--- Stored data ---

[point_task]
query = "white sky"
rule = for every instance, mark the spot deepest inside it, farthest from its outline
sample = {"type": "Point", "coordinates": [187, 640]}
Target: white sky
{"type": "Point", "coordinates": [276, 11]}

---
--- Stored data ---

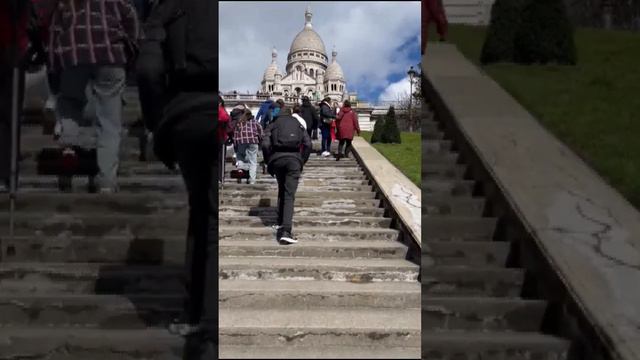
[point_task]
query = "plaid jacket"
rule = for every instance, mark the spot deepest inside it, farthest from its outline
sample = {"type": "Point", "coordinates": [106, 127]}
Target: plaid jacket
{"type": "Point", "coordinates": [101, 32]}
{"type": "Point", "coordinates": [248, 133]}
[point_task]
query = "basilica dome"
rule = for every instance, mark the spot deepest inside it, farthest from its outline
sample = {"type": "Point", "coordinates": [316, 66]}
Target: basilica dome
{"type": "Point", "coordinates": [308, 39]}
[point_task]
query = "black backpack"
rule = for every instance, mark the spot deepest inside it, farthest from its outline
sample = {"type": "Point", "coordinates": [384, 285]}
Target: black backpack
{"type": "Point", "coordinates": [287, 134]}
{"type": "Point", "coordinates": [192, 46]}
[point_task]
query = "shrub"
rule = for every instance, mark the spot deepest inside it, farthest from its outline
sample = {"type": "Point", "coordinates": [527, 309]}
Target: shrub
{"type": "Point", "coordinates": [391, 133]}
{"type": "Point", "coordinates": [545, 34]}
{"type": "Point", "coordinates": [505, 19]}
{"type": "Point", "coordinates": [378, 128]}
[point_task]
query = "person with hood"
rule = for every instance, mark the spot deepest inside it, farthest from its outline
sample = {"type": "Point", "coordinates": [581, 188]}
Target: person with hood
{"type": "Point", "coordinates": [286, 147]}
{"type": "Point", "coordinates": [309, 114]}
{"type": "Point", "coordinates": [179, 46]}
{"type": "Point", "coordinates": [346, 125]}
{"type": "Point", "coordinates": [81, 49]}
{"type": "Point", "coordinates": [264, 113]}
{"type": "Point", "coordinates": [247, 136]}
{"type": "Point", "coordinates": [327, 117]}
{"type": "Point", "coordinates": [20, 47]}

---

### [Direction]
Count the lines in the data above that contain the string "plaid", treating uppercase and lowercase as different. Reply with the number alone.

### [Written answer]
2